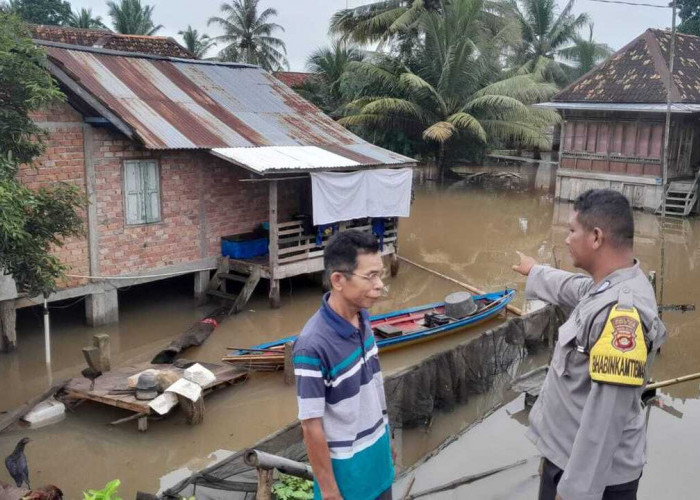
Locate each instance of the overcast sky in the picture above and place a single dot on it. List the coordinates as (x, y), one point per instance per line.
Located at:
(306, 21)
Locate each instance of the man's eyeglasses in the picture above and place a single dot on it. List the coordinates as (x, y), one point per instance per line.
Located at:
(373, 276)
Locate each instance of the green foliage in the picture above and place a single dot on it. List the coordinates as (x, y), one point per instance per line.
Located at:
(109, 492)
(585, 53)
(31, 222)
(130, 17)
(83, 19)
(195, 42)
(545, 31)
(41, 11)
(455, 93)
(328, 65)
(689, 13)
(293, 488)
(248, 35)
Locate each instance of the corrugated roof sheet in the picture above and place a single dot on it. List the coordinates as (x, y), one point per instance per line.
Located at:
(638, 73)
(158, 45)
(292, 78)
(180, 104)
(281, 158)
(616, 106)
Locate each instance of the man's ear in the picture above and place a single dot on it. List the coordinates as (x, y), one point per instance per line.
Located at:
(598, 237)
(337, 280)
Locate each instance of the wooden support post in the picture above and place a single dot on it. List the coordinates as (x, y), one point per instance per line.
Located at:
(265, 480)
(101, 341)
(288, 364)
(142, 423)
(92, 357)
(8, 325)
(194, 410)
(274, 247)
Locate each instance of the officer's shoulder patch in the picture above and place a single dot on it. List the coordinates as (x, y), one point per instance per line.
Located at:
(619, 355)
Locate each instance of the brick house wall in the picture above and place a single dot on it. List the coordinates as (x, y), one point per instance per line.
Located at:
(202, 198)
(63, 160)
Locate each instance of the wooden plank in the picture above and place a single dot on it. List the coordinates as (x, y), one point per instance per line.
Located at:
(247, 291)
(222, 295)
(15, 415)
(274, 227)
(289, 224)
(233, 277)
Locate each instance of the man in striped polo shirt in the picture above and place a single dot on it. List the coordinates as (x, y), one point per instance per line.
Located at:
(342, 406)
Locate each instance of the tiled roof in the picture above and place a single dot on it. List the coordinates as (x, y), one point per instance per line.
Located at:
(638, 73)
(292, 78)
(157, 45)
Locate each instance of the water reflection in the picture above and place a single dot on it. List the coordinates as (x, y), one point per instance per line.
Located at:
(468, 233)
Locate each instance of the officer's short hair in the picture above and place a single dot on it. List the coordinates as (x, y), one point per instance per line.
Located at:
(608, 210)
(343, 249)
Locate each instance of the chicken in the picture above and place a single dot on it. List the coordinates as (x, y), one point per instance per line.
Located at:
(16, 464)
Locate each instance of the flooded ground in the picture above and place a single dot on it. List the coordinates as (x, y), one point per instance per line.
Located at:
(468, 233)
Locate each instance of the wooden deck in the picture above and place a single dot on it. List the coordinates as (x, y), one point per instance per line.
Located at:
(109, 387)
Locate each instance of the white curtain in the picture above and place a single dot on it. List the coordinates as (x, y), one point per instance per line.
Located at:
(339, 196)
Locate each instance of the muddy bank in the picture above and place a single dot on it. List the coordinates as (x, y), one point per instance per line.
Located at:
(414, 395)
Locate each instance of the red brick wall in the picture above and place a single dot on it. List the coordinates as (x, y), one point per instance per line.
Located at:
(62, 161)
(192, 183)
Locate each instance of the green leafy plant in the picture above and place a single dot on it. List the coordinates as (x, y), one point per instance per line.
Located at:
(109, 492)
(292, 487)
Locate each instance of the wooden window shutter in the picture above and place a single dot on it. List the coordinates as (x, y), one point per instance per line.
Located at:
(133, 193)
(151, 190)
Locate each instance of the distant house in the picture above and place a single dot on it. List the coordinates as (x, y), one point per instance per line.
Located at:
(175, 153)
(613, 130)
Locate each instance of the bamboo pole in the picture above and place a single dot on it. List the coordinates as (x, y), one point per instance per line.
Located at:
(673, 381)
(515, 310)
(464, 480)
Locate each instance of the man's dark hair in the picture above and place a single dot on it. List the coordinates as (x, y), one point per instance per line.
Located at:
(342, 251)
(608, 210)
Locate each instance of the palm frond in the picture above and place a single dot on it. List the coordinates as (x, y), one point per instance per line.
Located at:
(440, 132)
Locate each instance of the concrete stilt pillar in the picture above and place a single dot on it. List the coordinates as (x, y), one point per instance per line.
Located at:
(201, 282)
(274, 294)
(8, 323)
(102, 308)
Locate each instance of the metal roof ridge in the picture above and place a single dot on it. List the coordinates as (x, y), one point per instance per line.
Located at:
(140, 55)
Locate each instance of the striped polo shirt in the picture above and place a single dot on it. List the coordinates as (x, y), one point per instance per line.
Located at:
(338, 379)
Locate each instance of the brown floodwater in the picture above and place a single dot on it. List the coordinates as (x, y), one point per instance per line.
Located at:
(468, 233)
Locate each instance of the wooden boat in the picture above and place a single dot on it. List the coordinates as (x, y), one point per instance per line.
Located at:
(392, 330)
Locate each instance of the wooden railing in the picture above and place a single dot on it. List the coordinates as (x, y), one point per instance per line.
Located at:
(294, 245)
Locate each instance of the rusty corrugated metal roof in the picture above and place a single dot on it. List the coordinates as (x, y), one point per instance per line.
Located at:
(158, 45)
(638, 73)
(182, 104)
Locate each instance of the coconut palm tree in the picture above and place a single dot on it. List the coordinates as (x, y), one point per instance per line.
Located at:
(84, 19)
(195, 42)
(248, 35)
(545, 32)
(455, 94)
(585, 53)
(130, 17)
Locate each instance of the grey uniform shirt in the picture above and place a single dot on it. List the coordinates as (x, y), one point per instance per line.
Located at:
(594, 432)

GOAL — Retype all of the entries above word for word, leaving out the pictures.

EXERCISE RESPONSE —
Locate each instance of the overcast sky in the picture above and place a single dot on it. List the coordinates as (x, y), one point per instance per line.
Located at:
(306, 21)
Locate each instance of the man's eyeglasses in the picture above and place a single dot on it. List the coordinates as (x, y), one point per instance per line.
Located at:
(373, 276)
Locate each instance of the green foliage in the picture above and place a single dot on it. List the coordinates as (x, y), one point per instance per line.
Located at:
(109, 492)
(585, 53)
(31, 222)
(130, 17)
(83, 19)
(195, 42)
(545, 31)
(41, 11)
(455, 93)
(328, 65)
(689, 13)
(293, 488)
(248, 35)
Locate each instance of the corrugated roof sheet in the picture above and place a single dot on it. List the coordinates as (x, y), one point per instance per line.
Located at:
(638, 73)
(158, 45)
(292, 78)
(180, 104)
(281, 158)
(616, 106)
Locate each instance of the man's ear in the picture above and place a single dot on it. List the coordinates as (x, y), one point per instance per line.
Located at:
(598, 237)
(337, 280)
Locate each instance of the wooden support post in the picture above and place a single dot on it. List the coordinates as (x, y), one point per instance per line.
Located at:
(265, 480)
(101, 341)
(288, 364)
(142, 423)
(92, 357)
(8, 325)
(194, 410)
(274, 247)
Locate each instance of the officer's shoulder patch in the picture above and place a single dot on it. List the coordinates as (x, y), one point per instance per line.
Located at:
(619, 355)
Locate each instance of the brick house wall in the picture above and place a single dot on it. List the coordinates as (x, y), one point per instance per line.
Located at:
(202, 198)
(63, 160)
Locate each instance of the wooden plank in the picture above and place a single dot on it. List the coordinates as (x, y), one point per instance per line.
Located at:
(247, 291)
(222, 295)
(15, 415)
(274, 227)
(289, 224)
(233, 277)
Locate each instance of the man in striped polo shirt in the picture above and place a single dot on it. List the coordinates as (x, y), one point per instance per line.
Located at:
(342, 406)
Locate each instance of the tiled roof in the picture above and place a single dot on it. List the coordinates as (x, y), one point per instance per line.
Located at:
(638, 73)
(292, 78)
(157, 45)
Locate each instance of the water reflection in the picture above and place a single dot on it. List the coordinates as (x, y), one point per instance per line.
Located at:
(468, 233)
Locate each instance of the officer's short hair in the picture above and place a single dot on it. List the coordinates as (x, y), one point per instance per line.
Located at:
(608, 210)
(343, 249)
Locate each instance of the chicken in the picture above and place a single dot on it. List the coordinates as (x, y), one point per instance per line.
Located at:
(16, 464)
Locate each instance of the flooded ground in the picture above and place a single dot on it. List the coordinates as (x, y), one point per instance per line.
Located at:
(468, 233)
Locate each instance of the wooden deck in the picture above and place a single dot on it. List the coordinates as (x, y), one point per instance per line.
Located at:
(109, 387)
Locate each instance of the white curtain in the picture above and place a single dot on it. List the coordinates as (x, y), one point per instance per line.
Located at:
(339, 196)
Locate each instance of the muddy bank in the picture above and place a single dot on it. List the coordinates as (x, y), one point per instance per line.
Located at:
(414, 395)
Locate each instance of the red brick wall in the picture above and place a single dot on it. List the coordinates as (x, y), one point per instance per line.
Located at:
(62, 161)
(192, 183)
Locate each instance of the green leafy plant in the picture above and place a single dot on it. List the coordinates as (x, y), one point per instance per line.
Located at:
(109, 492)
(292, 487)
Locate each instance of the wooden window shutter in the picture above and place a single dot on it. List the coordinates as (x, y), one point per instance per line.
Located at:
(133, 193)
(151, 190)
Locate each instance of the distant house in the picture above and place a single dot on it. List the coordinates as (x, y), one point per instance per line.
Located at:
(175, 153)
(613, 130)
Locate each instance of the bamboo pole in the picture above and place a single dot on it. List the coordinates as (x, y), one point per instance per line.
Located at:
(673, 381)
(515, 310)
(464, 480)
Locate each instance of the man's dark hair in the picture above and place a single dot on it. List the coordinates as (x, y), one point per instance per line.
Located at:
(342, 251)
(608, 210)
Locate each instance of the palm frond in the picture above and place a single dot on it. List the coordinates as (x, y), one point per instance per line.
Located at:
(440, 132)
Locate each instance of the concrete stilt pillar in the picture above and place a single dot on it. List the coordinates as (x, y), one point per instance per line.
Located at:
(201, 282)
(274, 294)
(8, 323)
(102, 308)
Locate each instance of the metal roof ridge in the picture above and place a single dot on it. List the coordinates as (x, y), one point per instance per line.
Located at:
(140, 55)
Locate each instance of the striped polo shirt in the picture above and place a single dot on it. List the coordinates as (x, y), one point per instance per line.
Located at:
(338, 379)
Locate each instance of the brown floodwater in the picture above and place a single dot on it. List the coordinates as (x, y), one point per instance per line.
Located at:
(468, 233)
Locate each instance of the wooden boat in the picture above and place a single dot on it. List the coordinates as (x, y), one point per instance per line.
Located at:
(392, 330)
Locate each instance of the wooden railing in the picture above and place a single dot on it. List the coordinates as (x, y), one point per instance per line.
Located at:
(294, 245)
Locate each instance of the rusty corrugated metal roof in the picture above and place a single dot on it. List the coordinates as (x, y), one point per instance per line.
Located at:
(158, 45)
(638, 73)
(182, 104)
Locate each instance of the coconut palm tree in the picture above and place a single dot on it. List the coordinates as (x, y), one point per instance per line.
Located at:
(84, 19)
(195, 42)
(248, 35)
(545, 32)
(455, 94)
(585, 53)
(130, 17)
Locate each instance of the grey uniform shirt in the picture above and place a single dot on it. List the coordinates as (x, y), one point per instance per line.
Located at:
(594, 432)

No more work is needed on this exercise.